## Exercise requirements:
Only the pictures are to be omitted; every entry beneath should otherwise be duplicated exactly.

## Extracted records:
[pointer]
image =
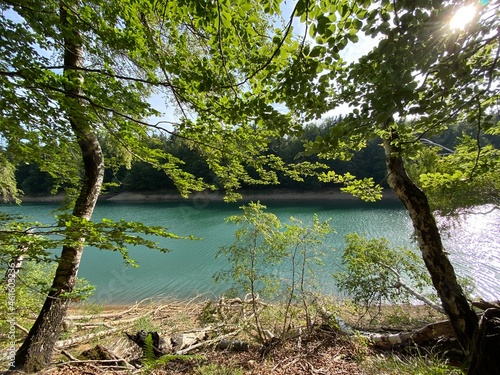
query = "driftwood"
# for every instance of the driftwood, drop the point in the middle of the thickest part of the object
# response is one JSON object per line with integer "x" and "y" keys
{"x": 78, "y": 340}
{"x": 98, "y": 355}
{"x": 486, "y": 343}
{"x": 426, "y": 333}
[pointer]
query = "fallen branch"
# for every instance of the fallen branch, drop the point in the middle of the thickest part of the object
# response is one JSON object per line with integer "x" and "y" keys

## Solution for this problem:
[pointer]
image =
query = "driftwood"
# for every instance of the driftwood, drop the point in the middle of the thickest part of the object
# response is one JSON object per line with integer "x" and "y" keys
{"x": 78, "y": 340}
{"x": 98, "y": 355}
{"x": 486, "y": 343}
{"x": 426, "y": 333}
[pointer]
query = "fallen branch"
# for every instance of the fallen branch, drop the point in the middle of the thickest part of the object
# response is one JSON object per line with integer "x" and "y" keys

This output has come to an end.